The problem:
Reproduce the entries below with "Objective" changed to "Task" wherever it occurs and everything else left as it is. Omit the pictures from your answer.

Data shown:
^^^^^^^^^^^^^^^^
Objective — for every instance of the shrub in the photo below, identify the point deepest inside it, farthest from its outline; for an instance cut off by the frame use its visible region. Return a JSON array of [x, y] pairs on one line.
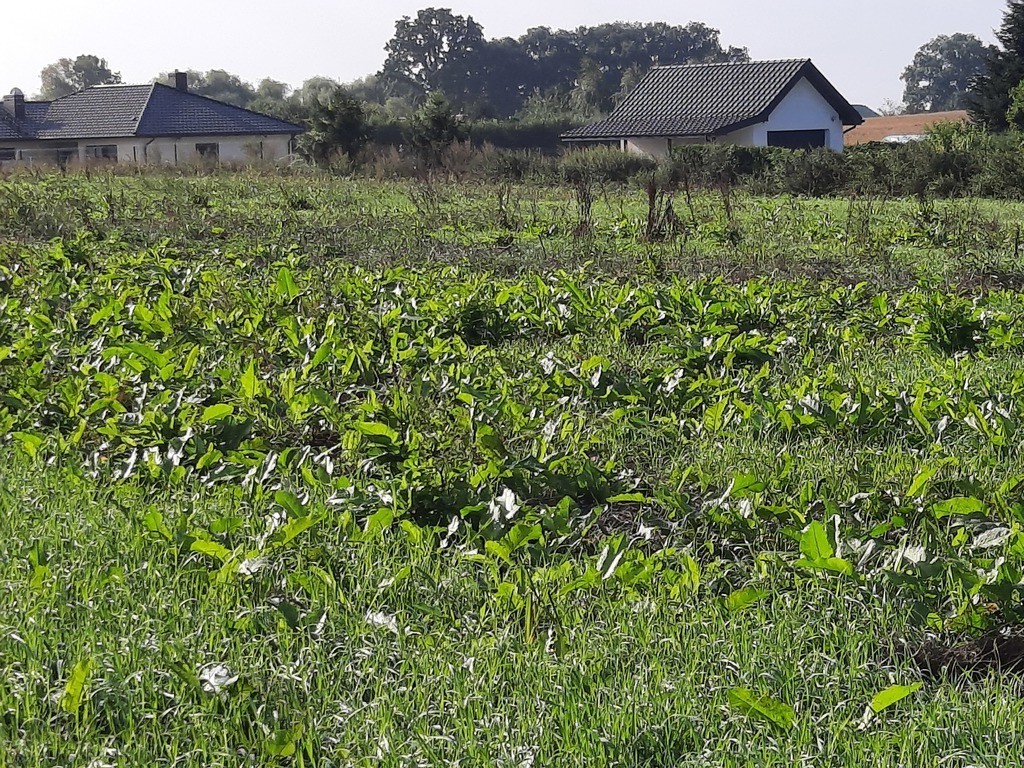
[[603, 165]]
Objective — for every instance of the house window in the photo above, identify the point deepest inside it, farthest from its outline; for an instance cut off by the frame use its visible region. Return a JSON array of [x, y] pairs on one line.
[[798, 139], [67, 155], [209, 152], [101, 152]]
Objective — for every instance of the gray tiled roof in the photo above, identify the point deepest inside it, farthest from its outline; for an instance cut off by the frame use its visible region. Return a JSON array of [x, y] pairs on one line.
[[710, 99], [8, 128], [171, 113], [126, 111], [103, 112]]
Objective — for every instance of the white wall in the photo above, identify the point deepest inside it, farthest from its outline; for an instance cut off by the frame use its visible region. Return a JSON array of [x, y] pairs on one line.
[[168, 151], [231, 148], [803, 109]]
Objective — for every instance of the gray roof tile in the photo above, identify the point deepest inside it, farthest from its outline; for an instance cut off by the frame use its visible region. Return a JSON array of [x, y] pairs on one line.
[[710, 99], [126, 111]]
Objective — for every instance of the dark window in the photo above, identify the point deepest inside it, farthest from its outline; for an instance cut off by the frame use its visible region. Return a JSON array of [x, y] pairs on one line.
[[101, 152], [210, 152], [798, 139], [67, 155]]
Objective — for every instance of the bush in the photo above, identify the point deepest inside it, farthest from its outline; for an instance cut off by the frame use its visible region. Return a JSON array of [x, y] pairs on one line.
[[603, 165]]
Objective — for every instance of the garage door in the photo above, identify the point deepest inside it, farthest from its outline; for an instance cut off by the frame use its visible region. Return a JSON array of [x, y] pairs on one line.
[[798, 139]]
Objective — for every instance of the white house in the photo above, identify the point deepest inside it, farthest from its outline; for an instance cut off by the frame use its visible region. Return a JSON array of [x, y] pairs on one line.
[[138, 124], [752, 103]]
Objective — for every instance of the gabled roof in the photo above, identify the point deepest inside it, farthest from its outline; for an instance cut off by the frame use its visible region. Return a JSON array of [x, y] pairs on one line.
[[143, 111], [710, 99]]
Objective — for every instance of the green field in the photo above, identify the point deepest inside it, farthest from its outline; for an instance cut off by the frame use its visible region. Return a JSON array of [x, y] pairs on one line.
[[303, 470]]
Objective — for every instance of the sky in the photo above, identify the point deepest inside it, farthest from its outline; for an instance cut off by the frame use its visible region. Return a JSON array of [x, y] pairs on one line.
[[862, 47]]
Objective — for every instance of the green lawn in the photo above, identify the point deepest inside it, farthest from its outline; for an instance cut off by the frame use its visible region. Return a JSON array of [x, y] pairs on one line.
[[309, 471]]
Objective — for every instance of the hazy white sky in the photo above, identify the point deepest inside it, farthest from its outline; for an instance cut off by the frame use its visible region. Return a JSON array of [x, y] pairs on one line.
[[861, 46]]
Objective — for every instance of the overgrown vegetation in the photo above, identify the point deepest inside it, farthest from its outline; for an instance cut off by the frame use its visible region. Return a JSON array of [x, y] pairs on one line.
[[300, 469]]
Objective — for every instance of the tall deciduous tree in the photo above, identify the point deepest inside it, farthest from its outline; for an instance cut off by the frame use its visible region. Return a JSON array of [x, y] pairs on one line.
[[337, 124], [70, 75], [990, 96], [434, 128], [430, 51], [942, 73]]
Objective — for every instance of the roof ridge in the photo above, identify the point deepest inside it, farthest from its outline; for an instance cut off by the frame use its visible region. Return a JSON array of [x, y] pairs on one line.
[[694, 65], [141, 113], [225, 103]]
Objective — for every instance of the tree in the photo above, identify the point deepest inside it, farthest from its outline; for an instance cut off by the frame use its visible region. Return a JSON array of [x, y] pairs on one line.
[[425, 49], [67, 76], [434, 128], [989, 99], [337, 124], [942, 72]]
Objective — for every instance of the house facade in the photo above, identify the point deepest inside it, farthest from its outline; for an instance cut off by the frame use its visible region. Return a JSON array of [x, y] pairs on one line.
[[752, 103], [139, 124]]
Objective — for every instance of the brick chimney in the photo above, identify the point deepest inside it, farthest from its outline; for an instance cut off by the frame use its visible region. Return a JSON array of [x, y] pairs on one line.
[[13, 102]]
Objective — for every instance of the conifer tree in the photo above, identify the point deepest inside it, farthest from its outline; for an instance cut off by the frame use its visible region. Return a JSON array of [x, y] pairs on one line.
[[990, 97]]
^^^^^^^^^^^^^^^^
Problem solution:
Task — for every instance of the shrub in the photo below, identify the point deepest inside it, farthest from its outline; for an instance cut off by the frame use its visible region. Return a JSON array of [x, y] pairs on one line.
[[603, 165]]
Task — for every instance of the house window in the photo above, identify the point deepest inside it, farthest from its outline; for an instance cut off by the frame use its visible region. Return a JSON array of [x, y] pairs on one line.
[[798, 139], [67, 155], [209, 152], [101, 152]]
Task — for every instance of the gray tiled roof in the photo above, identify the point deepest inside it, farthest from its outline; for an instance cut off by the frame use its visible region. Return a JSON array of [x, y] pairs on one line.
[[710, 99], [8, 128], [171, 113], [126, 111], [103, 112]]
Task — for every instance of the white wall in the photo above, identify the point deepest inside it, farthest from its outline; for an instance cut off by the frame use its visible region. Return a JSON array of [x, y] pairs on one line.
[[168, 151], [231, 148], [803, 109]]
Task — for every instance of the gray roof tile in the photo above, identify the point deepest inside it, farthest from its outline; for an instance cut off by the frame use its visible region. Return a JSON array of [x, y] pairs on one line.
[[710, 99], [126, 111]]
Task — for every instance of the dark window in the photo above, identify the point deepest inside it, farthest from its outline; for an instance cut off by the frame use its visible region. Return a JSON array of [x, y] pairs on one line.
[[101, 152], [210, 152], [798, 139], [67, 155]]
Task — for every instance of the bush in the photo above, identify the point deepest inside it, farthest from its outline; for an instance cut off by the frame use its visible region. Return a JSON array of [x, y] pairs on one line.
[[603, 165]]
Task — for every instance of the garage door in the photo above, identify the point deepest inside it, farthest from its outline; for an instance cut off by the frame use its visible region. Return a JSON array of [x, y] pairs on one line.
[[798, 139]]
Task — for every instance of the white house in the photo above, identify the point deepest inside it, farthest from its outline; for an instance cut off by the frame use its visible region. Return a JSON array of [x, y] pairs on one line.
[[138, 124], [752, 103]]
Task — for every instance of the gabled roof in the photo above, identify the point deepest inside it, farthest from its outline; for an instance cut off by the frame use its visible region. Return a JSON array of [x, y] pairs on one line.
[[143, 111], [710, 99]]
Task — for every instance of the green field in the photo above, identify the point deepest inside it, farthest from its outline; for an instance cut off by the frame use its visible region. Return a JSON array of [x, y] pairs on one line.
[[303, 470]]
Task — for every instance of the sky in the photo above, identify the point deepest inside it, farthest from its outline; for an instance cut off by the frame use its visible region. Return a JSON array of [x, y] pairs on one line.
[[862, 47]]
Task — for every instance of the green lawn in the photo above, identify the point deepest inside it, farthest from its outline; for an instance cut off by the frame use its visible region. Return a JSON array of [x, y] pairs on one line.
[[309, 471]]
Task — for every instance of the hazy white sky in the photo above, identify the point deepest inside it, farthest from its outline; for an instance cut off by the frame use its visible region. Return a JSON array of [x, y] pairs on one line.
[[861, 46]]
Task — for every instance of the overgrown vegetation in the photo above, identify the point deepest inside it, farthest from its outline; for an instance cut off by the frame use its visible region. Return a JSON array of [x, y] pairs on one line.
[[300, 469]]
Task — for every instance of the tall deciduous tree in the photo above, identify the point deepest inside it, farthest from its outline; for an instance cut off by the frame use its visible region. Return a JSON array of [x, y] pairs on one line.
[[337, 124], [70, 75], [990, 96], [434, 128], [430, 51], [942, 73]]
Task — for every instance of the roof ridge in the photo above, identify the point deepest inside it, farthest from its outline; for an instance cut off by the frame use its visible region. Return a JSON array of [x, y] pairs on one line.
[[694, 65], [141, 113], [225, 103]]
Task — for every instance of the tree in the photo above, identify the point deepest inside it, farthest from its outline; for an instance cut off by the frame use its visible region. Return a JSON array of [x, y] pairs on one line.
[[425, 49], [67, 76], [434, 128], [989, 99], [337, 124], [942, 72]]
Task — for every instance of the house facade in the photo above, identify the point deepest inside it, farthest from its outline; for an instance cut off by the frame use its visible region. Return a JSON array of [x, y] pairs on one line.
[[752, 103], [139, 124]]
Task — for every instance of the brick chimney in the photo above, identify the point deepest inside it, farthest from its outline; for an instance cut off by the frame use its visible region. Return a JSON array of [x, y] pairs on one line.
[[13, 102]]
Task — for every instance of the conifer tree in the photo above, identify the point deepest inside it, farthest from its outline; for an instance cut off by the frame use its visible region. Return a JSON array of [x, y] pairs on one line.
[[990, 97]]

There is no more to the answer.